# [Instruction]
Please retype without any changes the lines of the items below, from the line holding "sunglasses so I can check stock levels." through the line holding "(357, 78), (416, 160)", inclusive.
--------------------
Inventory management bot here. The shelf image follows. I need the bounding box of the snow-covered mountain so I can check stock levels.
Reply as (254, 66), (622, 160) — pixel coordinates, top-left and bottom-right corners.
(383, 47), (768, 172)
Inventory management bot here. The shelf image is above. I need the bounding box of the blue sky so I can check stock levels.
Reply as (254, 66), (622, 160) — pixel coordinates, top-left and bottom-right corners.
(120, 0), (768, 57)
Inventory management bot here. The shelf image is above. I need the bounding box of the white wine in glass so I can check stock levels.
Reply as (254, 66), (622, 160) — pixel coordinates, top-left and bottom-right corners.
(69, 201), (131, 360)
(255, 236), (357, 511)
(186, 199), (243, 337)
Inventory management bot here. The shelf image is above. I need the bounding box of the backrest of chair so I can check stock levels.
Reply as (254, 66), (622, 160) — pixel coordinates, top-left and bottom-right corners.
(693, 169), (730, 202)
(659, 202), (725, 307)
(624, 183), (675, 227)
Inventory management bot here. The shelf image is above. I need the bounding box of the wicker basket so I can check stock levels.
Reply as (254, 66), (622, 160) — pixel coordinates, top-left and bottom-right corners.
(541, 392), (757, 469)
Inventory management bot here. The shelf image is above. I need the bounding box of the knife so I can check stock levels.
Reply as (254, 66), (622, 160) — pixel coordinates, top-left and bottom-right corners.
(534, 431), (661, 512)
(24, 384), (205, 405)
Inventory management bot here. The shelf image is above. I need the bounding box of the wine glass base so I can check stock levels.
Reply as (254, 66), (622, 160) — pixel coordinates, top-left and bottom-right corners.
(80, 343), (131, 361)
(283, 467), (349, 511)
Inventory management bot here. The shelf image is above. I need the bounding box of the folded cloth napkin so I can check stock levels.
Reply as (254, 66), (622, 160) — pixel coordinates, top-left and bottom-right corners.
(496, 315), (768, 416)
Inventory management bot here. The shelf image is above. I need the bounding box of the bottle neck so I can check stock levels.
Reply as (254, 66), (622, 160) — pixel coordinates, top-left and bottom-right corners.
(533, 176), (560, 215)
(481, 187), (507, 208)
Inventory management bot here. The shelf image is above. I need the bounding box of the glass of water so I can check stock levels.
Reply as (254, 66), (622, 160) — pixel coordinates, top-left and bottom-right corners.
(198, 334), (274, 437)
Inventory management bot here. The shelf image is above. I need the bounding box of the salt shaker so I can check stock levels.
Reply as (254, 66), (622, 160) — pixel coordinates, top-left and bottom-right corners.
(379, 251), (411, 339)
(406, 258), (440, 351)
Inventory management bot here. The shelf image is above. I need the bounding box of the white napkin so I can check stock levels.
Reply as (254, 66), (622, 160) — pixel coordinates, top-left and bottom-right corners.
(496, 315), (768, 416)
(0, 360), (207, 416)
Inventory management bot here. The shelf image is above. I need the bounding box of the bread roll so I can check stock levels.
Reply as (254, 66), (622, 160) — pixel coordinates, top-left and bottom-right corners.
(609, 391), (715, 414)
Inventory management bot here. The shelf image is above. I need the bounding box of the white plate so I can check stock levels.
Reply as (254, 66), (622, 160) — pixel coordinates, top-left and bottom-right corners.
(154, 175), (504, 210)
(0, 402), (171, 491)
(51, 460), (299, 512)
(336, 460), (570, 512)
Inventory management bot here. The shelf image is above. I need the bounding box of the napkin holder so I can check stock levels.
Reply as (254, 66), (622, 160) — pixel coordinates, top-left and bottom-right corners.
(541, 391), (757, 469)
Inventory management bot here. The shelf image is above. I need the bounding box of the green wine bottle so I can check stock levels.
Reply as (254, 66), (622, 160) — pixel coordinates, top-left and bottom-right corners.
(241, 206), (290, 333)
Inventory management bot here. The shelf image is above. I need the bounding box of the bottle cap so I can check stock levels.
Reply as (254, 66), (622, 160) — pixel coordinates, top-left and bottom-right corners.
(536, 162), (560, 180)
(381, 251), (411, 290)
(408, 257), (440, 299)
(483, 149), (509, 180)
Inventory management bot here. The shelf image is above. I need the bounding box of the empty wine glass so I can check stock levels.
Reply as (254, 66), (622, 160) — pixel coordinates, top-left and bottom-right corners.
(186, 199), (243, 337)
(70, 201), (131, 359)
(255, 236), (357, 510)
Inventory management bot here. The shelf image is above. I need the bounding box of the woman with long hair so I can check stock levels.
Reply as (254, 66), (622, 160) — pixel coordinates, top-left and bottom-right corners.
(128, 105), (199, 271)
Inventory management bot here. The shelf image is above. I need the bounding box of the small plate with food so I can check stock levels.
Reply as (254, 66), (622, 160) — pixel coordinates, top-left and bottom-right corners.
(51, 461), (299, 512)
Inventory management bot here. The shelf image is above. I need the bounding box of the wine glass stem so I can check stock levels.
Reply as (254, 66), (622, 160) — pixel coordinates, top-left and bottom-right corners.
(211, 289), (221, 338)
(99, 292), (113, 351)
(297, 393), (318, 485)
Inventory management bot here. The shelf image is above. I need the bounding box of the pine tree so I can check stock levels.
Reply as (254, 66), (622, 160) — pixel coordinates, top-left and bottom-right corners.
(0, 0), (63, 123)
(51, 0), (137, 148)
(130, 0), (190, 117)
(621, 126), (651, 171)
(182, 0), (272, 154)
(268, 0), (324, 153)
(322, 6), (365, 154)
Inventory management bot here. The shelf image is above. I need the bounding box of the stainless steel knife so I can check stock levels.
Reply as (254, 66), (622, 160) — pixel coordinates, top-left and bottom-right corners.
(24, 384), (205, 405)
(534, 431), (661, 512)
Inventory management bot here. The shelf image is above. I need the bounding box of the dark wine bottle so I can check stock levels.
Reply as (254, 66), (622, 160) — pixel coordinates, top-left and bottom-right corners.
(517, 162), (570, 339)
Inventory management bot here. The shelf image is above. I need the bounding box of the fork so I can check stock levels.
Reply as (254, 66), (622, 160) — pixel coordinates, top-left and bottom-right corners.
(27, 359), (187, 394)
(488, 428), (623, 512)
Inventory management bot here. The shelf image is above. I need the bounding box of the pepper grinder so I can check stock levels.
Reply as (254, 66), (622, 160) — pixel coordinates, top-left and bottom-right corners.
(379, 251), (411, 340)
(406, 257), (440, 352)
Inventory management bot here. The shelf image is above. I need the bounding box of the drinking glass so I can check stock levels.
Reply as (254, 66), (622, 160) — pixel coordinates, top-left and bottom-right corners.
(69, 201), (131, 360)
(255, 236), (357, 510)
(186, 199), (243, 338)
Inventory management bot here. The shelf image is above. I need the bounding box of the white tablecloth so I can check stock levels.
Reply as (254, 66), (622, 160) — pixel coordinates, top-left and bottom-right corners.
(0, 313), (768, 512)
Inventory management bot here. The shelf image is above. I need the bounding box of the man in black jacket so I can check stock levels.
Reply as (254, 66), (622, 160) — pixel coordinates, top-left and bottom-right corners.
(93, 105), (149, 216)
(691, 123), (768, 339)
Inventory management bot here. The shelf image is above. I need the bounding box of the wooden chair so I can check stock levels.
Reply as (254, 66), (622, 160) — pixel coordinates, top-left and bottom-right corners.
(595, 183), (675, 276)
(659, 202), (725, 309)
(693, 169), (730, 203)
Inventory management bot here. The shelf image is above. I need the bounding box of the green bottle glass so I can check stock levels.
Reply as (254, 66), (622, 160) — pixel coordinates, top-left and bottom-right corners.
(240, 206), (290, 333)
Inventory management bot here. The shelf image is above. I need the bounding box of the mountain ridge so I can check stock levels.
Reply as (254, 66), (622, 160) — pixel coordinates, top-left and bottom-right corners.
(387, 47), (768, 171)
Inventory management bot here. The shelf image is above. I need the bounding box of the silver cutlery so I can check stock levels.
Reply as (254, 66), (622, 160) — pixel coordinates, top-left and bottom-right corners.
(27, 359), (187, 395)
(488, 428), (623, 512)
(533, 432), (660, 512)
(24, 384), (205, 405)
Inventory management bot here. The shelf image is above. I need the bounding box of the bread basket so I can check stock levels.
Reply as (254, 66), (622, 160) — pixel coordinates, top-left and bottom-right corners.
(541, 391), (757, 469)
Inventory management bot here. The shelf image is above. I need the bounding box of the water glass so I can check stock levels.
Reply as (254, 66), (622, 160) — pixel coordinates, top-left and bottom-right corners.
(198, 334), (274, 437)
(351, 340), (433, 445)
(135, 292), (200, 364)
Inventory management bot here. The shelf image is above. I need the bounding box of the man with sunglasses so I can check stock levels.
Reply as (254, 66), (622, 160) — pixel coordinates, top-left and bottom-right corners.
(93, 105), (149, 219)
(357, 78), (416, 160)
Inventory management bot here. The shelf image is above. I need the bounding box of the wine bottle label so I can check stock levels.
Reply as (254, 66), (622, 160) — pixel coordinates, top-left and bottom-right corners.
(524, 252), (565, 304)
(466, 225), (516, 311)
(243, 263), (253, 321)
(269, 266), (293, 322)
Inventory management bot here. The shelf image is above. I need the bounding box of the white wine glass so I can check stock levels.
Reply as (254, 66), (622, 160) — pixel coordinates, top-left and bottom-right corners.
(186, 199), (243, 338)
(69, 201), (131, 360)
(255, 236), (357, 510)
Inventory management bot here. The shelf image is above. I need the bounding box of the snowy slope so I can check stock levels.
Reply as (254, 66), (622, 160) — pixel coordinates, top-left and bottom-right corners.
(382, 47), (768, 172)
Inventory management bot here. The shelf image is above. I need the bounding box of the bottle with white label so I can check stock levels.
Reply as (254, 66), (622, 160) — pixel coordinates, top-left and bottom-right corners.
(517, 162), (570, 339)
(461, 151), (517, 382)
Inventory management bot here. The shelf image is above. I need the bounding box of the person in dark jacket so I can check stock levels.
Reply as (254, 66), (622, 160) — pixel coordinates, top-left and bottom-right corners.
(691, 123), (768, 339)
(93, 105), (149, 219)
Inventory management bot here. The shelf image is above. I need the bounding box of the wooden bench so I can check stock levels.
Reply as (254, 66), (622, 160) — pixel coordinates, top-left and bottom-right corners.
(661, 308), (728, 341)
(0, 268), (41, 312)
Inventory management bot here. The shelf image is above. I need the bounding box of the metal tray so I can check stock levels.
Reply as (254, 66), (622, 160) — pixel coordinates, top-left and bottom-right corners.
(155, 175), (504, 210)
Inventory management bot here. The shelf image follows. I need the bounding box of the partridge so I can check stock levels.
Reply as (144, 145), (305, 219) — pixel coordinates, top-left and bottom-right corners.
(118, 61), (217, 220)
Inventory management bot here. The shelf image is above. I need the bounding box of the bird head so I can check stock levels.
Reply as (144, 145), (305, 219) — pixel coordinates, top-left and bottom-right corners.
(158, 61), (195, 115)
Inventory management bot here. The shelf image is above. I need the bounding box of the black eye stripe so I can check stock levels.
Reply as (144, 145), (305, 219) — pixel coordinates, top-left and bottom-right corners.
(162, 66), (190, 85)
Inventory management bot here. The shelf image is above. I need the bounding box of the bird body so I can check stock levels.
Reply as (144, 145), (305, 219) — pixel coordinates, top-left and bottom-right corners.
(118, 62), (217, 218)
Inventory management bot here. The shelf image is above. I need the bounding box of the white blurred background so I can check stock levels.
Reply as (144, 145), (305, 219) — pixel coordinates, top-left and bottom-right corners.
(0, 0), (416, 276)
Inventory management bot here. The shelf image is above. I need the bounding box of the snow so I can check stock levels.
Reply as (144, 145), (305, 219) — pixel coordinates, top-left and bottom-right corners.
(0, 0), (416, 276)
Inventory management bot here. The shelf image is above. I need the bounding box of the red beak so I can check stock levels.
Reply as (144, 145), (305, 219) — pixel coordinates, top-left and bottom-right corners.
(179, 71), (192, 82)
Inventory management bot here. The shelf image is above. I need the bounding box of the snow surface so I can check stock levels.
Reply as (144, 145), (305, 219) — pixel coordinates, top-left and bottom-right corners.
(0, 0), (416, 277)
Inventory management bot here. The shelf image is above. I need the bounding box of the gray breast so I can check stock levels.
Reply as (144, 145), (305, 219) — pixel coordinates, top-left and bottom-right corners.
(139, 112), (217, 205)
--------------------
# [Correct answer]
Inventory management bot here. The shelf image is above. I need the bounding box of the man with sunglasses so I can check stock levels.
Reply as (254, 66), (622, 160) — pixel coordinates, top-left and bottom-right corners.
(93, 105), (149, 219)
(357, 78), (416, 160)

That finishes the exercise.